*BRANO DA LEGGERE*.
------------------------------------
Oggi il Comitato interministeriale per gli Affari europei presenterà le “Linee guida per la definizione del Piano nazionale di ripresa e resilienza”, fondamentali per individuare i progetti che potranno essere inseriti nel Recovery plan. Tuttavia, la Commissione europea deve ancora inviare a Roma le sue linee guida. Dopodiché, come ha spiegato anche il Premier Conte, a metà ottobre inizieranno delle interlocuzioni, prima a livello nazionale, poi tra Governo e Bruxelles, per individuare i progetti che potranno essere finanziati con le risorse del Recovery fund. Di fatto si sta prendendo sempre più consapevolezza che bisognerà attendere almeno la primavera per ricevere la prima tranche dei complessivi 209 miliardi di euro. Anche per questo motivo si è tornati a invocare, specie dal Pd, il ricorso dell’Italia al Mes, tanto più che il ministro della Salute Speranza ha presentato al Premier un piano di investimenti nella sanità da 68 miliardi di euro in sei anni. Eppure, come ricorda Domenico Lombardi, ex consigliere economico del Fmi, il saldo di Tesoreria, cioè il saldo del conto corrente che lo Stato detiene presso la Banca d’Italia con cui gestisce gli incassi e i pagamenti, non solo ha raggiunto livelli record, ma continua a crescere.
Lombardi, cominciamo da una considerazione sul Recovery fund: non era facilmente prevedibile già a luglio, dopo il Consiglio europeo, che le risorse non sarebbero arrivate quest’anno?
Assolutamente sì. Diversi esperti avevano avvertito che i tempi per la mobilizzazione delle risorse sarebbero stati lunghi. In questo senso lascia perplessi il fatto che la proposta di emissione dei Diritti speciali di prelievo del Fmi sia stata criticata proprio per i suoi tempi di attuazione. Vorrei ricordare tuttavia che per l’ultima emissione del 2009 ci sono voluti pochi mesi, meno di quelli che ci vorranno per avere i soldi del Recovery fund. Con questo non sto dicendo che lo strumento europeo sia da dismettere, ma credo che sia stata sopravvalutata la facilità con cui si potrà attingere a queste risorse.
Tra l’altro il Recovery fund deve essere ratificato da tutti i Paesi membri…
Questo passaggio richiederà tempo e, come ci insegna l’esperienza del passato, non è da sottovalutare.
Considerando che devono ancora arrivare le linee guida della Commissione e che i progetti andranno concordati tra Governo e Bruxelles, quanta autonomia ci sarà sull’uso di queste risorse?
------------------------------------
*COMPITI DA SVOLGERE*.
(1) Rispondi a queste domande sul testo dedicato al Recovery fund:
(a) A quanto ammontano complessivamente le risorse del Recovery fund destinate all'Italia?
(b) Che importo e che durata ha il piano di investimenti nella sanità presentato dal ministro Speranza?
(c) Quanto tempo richiese l'ultima emissione dei Diritti speciali di prelievo del 2009?
(2) Prosegui il testo sul Recovery fund a partire dall'ultima frase riportata.

Estratti da un dataset di rilevamento:
------------------------------------
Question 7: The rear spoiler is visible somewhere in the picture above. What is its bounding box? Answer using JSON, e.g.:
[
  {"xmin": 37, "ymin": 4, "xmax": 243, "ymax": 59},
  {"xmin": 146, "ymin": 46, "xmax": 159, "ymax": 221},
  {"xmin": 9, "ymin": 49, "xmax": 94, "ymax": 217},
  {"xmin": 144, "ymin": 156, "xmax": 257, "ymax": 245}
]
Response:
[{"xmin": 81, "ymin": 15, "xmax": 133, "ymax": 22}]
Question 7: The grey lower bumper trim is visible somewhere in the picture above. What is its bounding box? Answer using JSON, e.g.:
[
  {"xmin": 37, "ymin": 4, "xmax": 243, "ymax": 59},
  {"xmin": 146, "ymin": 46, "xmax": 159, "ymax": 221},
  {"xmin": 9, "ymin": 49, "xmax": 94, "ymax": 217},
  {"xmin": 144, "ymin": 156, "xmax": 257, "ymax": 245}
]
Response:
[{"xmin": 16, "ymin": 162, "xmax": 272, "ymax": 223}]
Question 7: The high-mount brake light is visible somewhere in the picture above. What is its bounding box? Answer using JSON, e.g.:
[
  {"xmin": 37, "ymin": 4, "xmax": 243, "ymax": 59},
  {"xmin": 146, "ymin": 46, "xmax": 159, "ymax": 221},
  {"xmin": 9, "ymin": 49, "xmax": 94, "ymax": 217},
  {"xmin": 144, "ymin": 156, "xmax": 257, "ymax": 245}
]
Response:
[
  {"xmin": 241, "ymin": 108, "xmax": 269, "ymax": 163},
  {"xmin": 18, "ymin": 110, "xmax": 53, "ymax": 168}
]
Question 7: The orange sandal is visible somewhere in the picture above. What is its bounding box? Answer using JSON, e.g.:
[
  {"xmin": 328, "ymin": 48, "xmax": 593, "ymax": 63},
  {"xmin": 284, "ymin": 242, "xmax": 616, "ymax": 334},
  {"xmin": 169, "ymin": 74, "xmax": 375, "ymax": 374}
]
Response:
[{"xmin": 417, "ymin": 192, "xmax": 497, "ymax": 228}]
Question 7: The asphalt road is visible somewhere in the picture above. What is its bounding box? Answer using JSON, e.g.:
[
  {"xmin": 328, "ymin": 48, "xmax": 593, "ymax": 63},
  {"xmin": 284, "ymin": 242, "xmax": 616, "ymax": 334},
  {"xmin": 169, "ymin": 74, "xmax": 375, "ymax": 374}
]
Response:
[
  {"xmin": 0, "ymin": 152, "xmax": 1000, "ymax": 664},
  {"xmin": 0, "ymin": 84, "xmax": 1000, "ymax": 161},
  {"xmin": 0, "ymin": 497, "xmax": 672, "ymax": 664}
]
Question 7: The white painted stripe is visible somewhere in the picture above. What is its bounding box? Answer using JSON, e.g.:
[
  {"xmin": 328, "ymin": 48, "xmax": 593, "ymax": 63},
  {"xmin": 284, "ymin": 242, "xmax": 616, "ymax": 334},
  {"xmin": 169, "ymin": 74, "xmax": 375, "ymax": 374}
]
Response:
------------------------------------
*RISPOSTE AI COMPITI*.
(1)
(a) 209 miliardi di euro.
(b) 68 miliardi di euro in sei anni.
(c) Pochi mesi.

(2)
Anche in questo caso gli esperti avevano avvertito che si trattava di risorse condizionate. L’aspetto su cui però vorrei porre l’attenzione non è tanto la condizionalità in sé, che deve darsi quasi per scontata quando si parla di un prestito internazionale, ma la necessaria trasparenza nelle interlocuzioni tra Governo e Commissione, così che tutti gli stakeholder siano debitamente informati sulle condizionalità che si andranno formando e che non conosciamo. C’è poi un altro aspetto, ancora più importante, che richiederà la massima attenzione da parte dell’opinione pubblica.
A che cosa si riferisce?
Secondo quanto riportato da alcune notizie di stampa, sembra che l’appoggio francese al Recovery fund sia stato condizionato alla disponibilità italiana a cedere asset strategici a gruppi espressione o collegati all’economia transalpina. Occorrerà quindi vedere se ci saranno transazioni bilaterali in cui la proprietà francese dei nostri asset strategici andrà a consolidarsi. Oltre a una condizionalità formale palese, potrebbe essercene una occulta concordata nell’ambito dei negoziati che hanno preceduto il Consiglio europeo che ha dato il via libera al Recovery fund.
A proposito della condizionalità formale, che differenza c’è tra i prestiti del Fmi e quelli del Recovery fund?
Solo quando avremo il quadro completo sullo strumento europeo saremo in grado di fare un confronto. Va detto in ogni caso detto che il Fmi nel tempo ha molto attenuato le sue condizionalità, prevedendo addirittura dei programmi di prestito senza una condizionalità aggiuntiva rispetto alle politiche economiche già attuate dai Governi.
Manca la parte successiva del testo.